Information supplied

++++++

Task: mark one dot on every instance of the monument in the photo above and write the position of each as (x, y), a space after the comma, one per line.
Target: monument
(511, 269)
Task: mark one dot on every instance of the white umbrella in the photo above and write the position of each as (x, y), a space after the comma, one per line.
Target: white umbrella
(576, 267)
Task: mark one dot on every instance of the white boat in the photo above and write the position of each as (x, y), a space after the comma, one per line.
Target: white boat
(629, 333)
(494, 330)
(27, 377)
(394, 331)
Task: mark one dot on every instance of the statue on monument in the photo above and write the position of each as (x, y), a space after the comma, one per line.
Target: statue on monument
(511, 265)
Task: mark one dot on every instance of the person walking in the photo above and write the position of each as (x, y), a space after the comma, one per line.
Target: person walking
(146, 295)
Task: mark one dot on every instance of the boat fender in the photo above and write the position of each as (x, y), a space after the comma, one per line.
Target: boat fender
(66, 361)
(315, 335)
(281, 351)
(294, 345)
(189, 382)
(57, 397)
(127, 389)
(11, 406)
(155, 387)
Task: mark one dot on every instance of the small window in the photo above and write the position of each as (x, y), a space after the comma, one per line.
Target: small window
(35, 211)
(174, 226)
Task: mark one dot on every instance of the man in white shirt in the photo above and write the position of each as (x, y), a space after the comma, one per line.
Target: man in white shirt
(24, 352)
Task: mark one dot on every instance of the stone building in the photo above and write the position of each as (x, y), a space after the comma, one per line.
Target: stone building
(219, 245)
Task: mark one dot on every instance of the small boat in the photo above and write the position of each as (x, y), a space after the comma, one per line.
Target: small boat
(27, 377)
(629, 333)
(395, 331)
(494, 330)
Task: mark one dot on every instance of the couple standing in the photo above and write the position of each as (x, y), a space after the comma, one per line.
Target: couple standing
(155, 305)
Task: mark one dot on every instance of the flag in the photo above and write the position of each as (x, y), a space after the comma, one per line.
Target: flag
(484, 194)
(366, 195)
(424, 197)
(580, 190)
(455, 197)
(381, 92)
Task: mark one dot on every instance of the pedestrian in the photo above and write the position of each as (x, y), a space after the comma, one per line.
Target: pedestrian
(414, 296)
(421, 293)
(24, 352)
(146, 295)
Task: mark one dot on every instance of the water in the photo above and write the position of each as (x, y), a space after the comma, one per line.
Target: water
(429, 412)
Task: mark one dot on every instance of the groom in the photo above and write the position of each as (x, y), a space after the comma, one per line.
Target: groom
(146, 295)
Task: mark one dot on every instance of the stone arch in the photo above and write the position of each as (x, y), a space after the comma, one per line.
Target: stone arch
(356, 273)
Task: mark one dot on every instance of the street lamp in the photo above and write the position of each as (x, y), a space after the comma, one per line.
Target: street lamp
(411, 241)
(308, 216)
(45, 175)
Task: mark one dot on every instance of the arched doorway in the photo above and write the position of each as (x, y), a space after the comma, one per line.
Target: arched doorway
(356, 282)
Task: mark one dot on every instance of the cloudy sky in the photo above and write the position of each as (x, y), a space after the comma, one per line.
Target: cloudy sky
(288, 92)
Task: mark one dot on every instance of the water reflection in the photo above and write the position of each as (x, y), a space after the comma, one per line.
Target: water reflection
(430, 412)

++++++

What is required
Output the listing above exactly as it appears.

Task solution
Task: mark one dot on every instance of the monument in the photo above and write the position of each as (x, y), a space after the comma, one per line.
Target: monument
(511, 269)
Task: mark one dot on every instance of the white umbrella in the photo above and write the position of each as (x, y), a space after the comma, one per line.
Target: white umbrella
(576, 267)
Task: mark one dot on every instance of the white boat in the photo above and write the position of each as (x, y), a space after the comma, one per line.
Target: white boat
(629, 333)
(494, 330)
(27, 377)
(394, 331)
Task: mark one dot on every instance of the statue on monument in the photo above and write the position of each as (x, y), a space after the comma, one per line.
Target: statue on monument
(511, 265)
Task: mark one dot on every instance of the person walking in the photo above and write the position of each as (x, y), a space after the comma, one per line.
Target: person walking
(146, 295)
Task: mark one dot on every instance of the boat fender in the photo above and write the position of each as (x, y), a space after the comma, one per line.
Target: boat fender
(66, 361)
(315, 335)
(281, 351)
(294, 345)
(189, 382)
(57, 397)
(127, 389)
(11, 406)
(155, 387)
Task: mark one dot on every instance of the small window in the photo above and write the position of each as (x, y), a space after the comma, one per line.
Target: small window
(35, 211)
(174, 226)
Task: mark one dot on every instance of the man in white shirt in the photo above and write the position of each as (x, y), a space after the comma, one per line.
Target: man in white shirt
(24, 352)
Task: mark one dot on every instance of the stone building in the photo above and write the position of each as (x, y), a space after the comma, one per line.
Target: stone building
(219, 245)
Task: mark one dot on every instance of the small boat in the photo above and write the position of each as (x, y), a space after the comma, one per line.
Target: small boat
(27, 377)
(629, 333)
(395, 331)
(494, 330)
Task: mark one dot on every instance of the couple standing in the photo above and write the position of each as (x, y), a space after the comma, one per line.
Target: couple standing
(155, 305)
Task: mark one dot on every instance of the flag in the photo above and write the position of each as (x, y), a space after the comma, one per line.
Target: flag
(484, 194)
(366, 195)
(424, 197)
(580, 190)
(455, 197)
(381, 92)
Task: mark one dot on every instance of the pedestrian in the photo above and write the position of each as (x, y), a space after the comma, one per line.
Target: pedestrian
(414, 296)
(421, 293)
(24, 352)
(146, 295)
Task: mark one dot on every instance of the water in the photo above and write the position of each as (x, y), a space after the comma, one per line.
Target: water
(429, 412)
Task: mark one dot on every instance of the groom in the photo above and write the position of each as (x, y), a space after the comma, one per line.
Target: groom
(146, 295)
Task: mark one dot on every instance of the stone arch in the photo above and write the position of each as (x, y), a space after the comma, one per line.
Target: stone arch
(356, 273)
Task: mark one dot on every instance of the street lamp in the photo above and write the position of each as (x, y), a space after the comma, one per line.
Target: street lamp
(411, 241)
(308, 216)
(45, 175)
Task: mark one dot on every instance of the arched doorway in the photo above and write the position of each as (x, y), a space after the comma, one per line.
Target: arched doorway
(356, 282)
Task: mark one dot on every instance of the cloudy sky in the photo above and write the position of each as (x, y), a space after the comma, one per line.
Target: cloudy sky
(288, 92)
Task: mark one dot on every instance of the water reflection in the photo above and write the position of each as (x, y), a space after the comma, one per line.
Target: water reflection
(430, 412)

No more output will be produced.